• SUPPLIED MATERIAL:
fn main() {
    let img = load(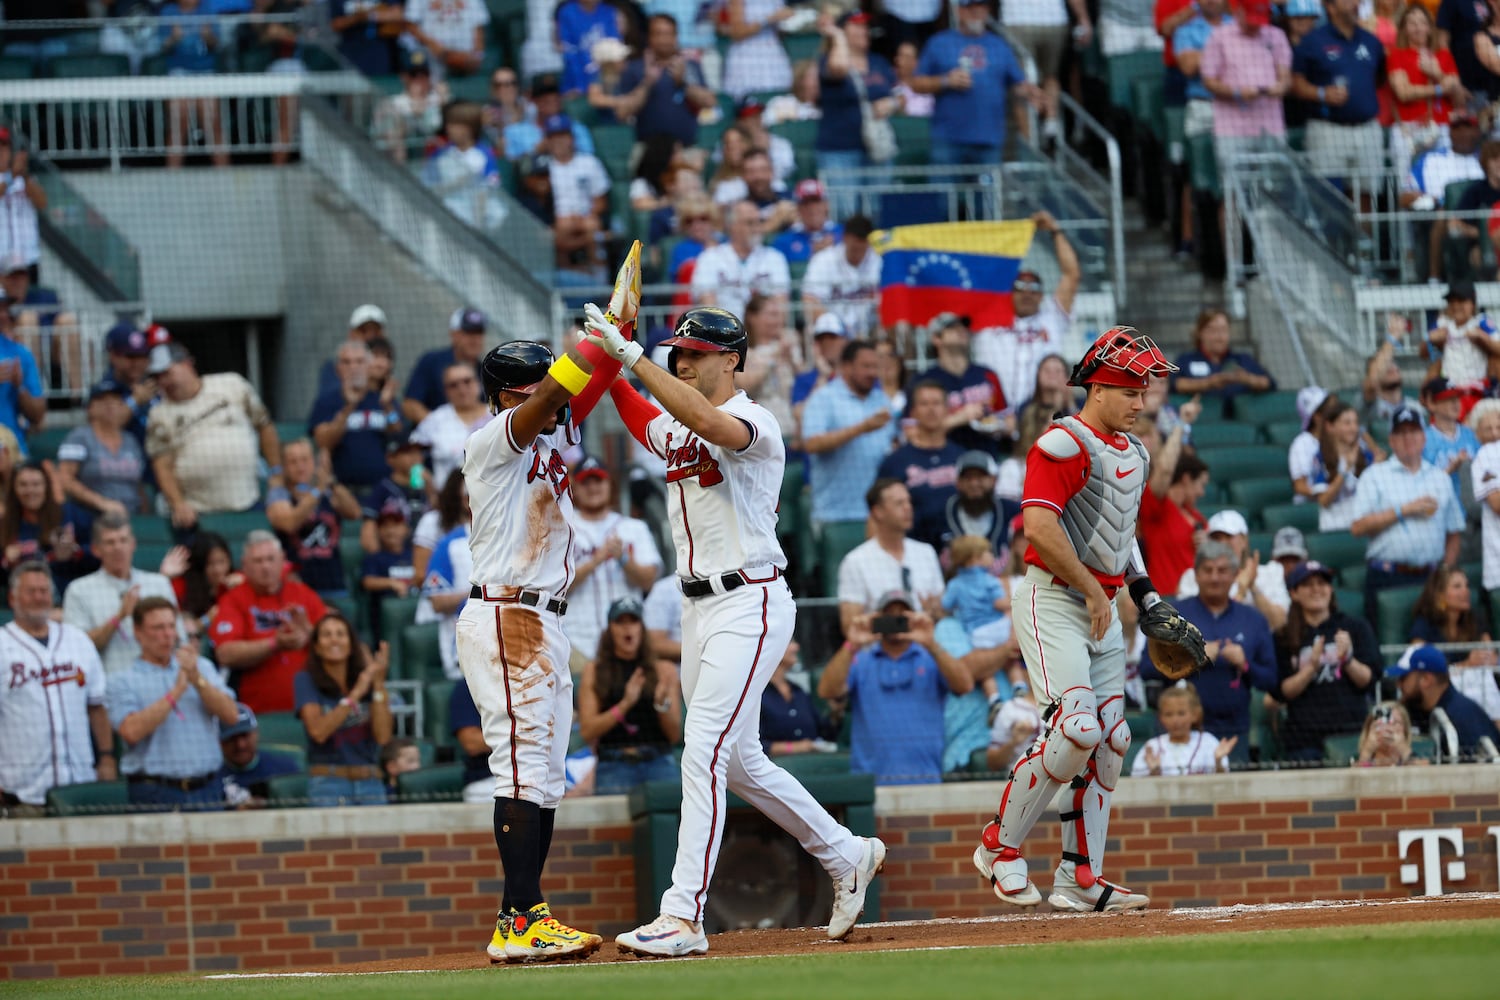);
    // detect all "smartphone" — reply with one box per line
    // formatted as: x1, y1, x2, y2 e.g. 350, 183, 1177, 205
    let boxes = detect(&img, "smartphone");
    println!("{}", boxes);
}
871, 614, 909, 636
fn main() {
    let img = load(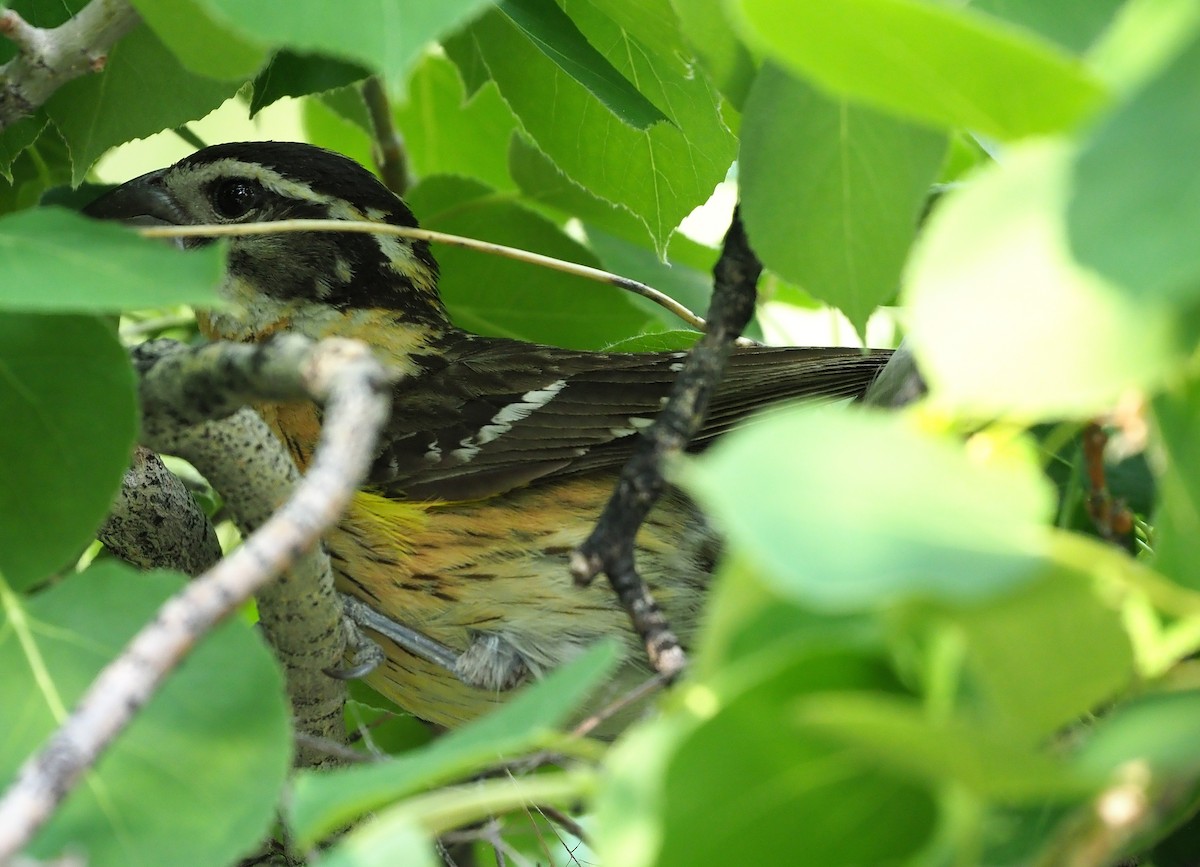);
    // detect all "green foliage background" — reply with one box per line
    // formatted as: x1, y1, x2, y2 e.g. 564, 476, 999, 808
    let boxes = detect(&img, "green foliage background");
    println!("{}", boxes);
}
3, 0, 1200, 864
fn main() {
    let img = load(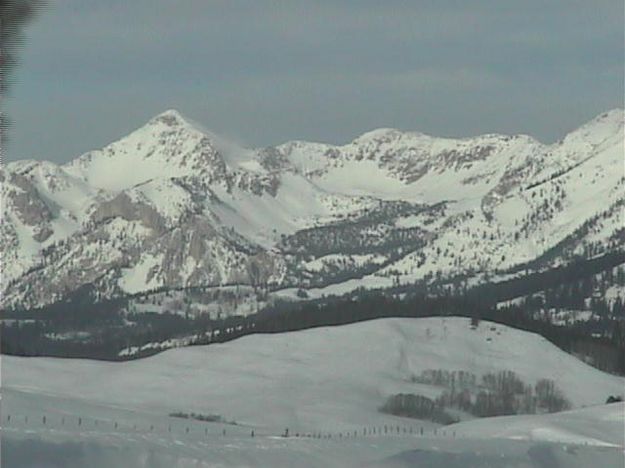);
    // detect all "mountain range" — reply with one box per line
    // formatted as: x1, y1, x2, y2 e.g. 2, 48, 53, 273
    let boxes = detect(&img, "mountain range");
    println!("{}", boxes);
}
2, 109, 623, 311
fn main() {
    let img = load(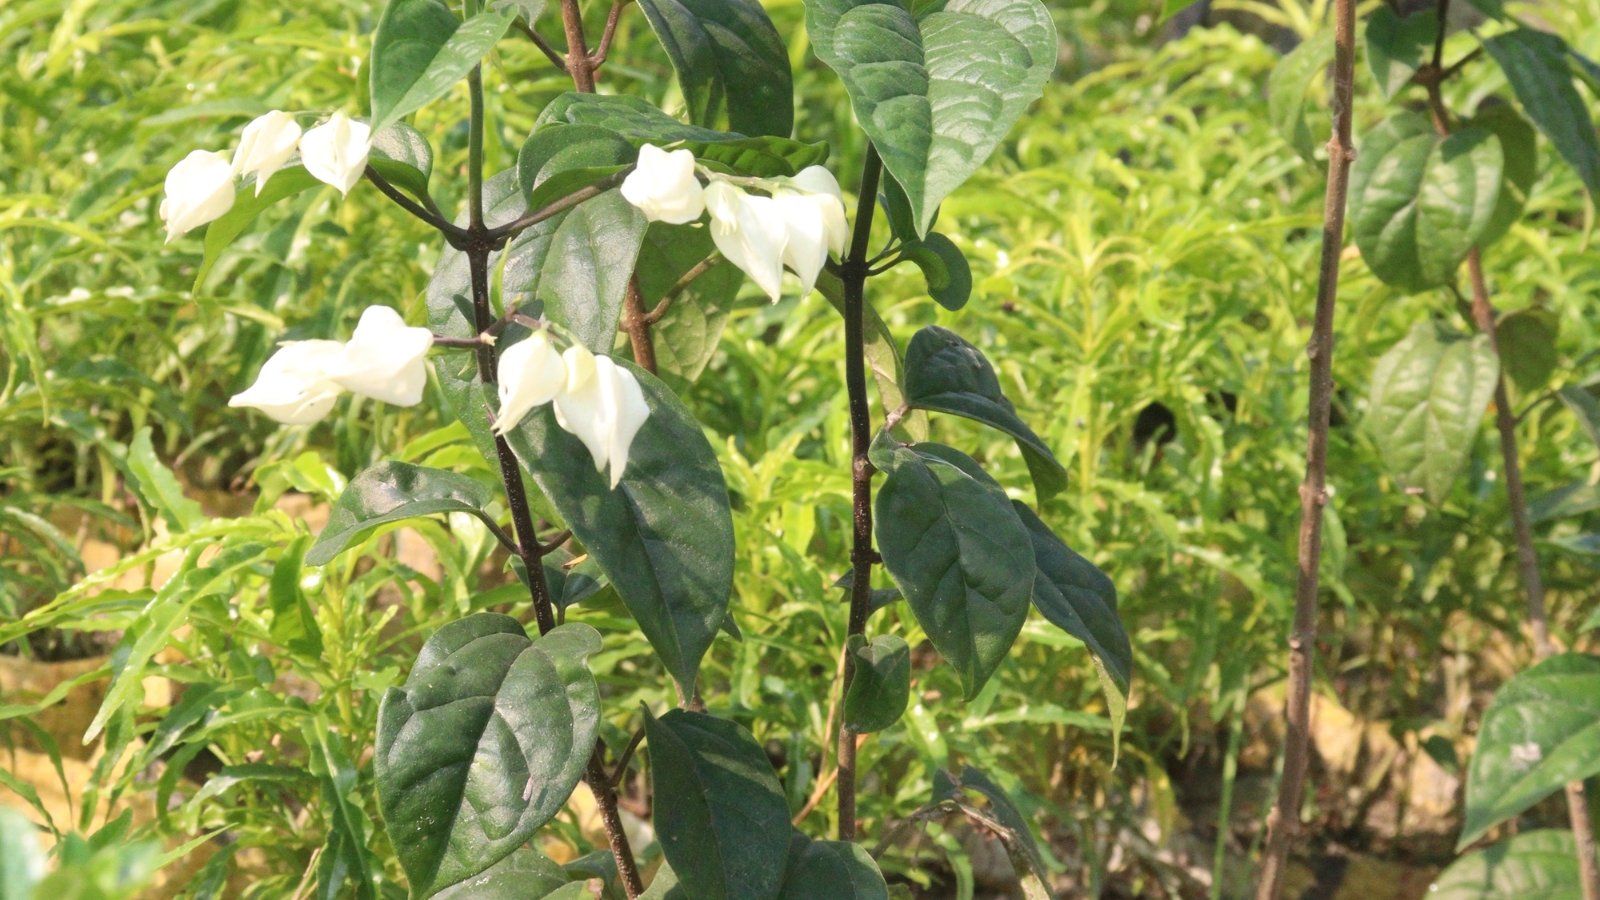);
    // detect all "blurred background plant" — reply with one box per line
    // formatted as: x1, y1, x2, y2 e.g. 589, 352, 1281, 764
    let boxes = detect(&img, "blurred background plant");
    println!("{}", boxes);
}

• EXERCISE GOAL: Pick out each line above that includes "with" and show it.

• TASK SOLUTION:
    // detect all "smartphone" — reply with one box per line
    // detect all "green foliage background" — reply with one box per line
    // detect all "mountain range" — reply with one box per line
    // detect all "blurred background plant" — reply with one box per line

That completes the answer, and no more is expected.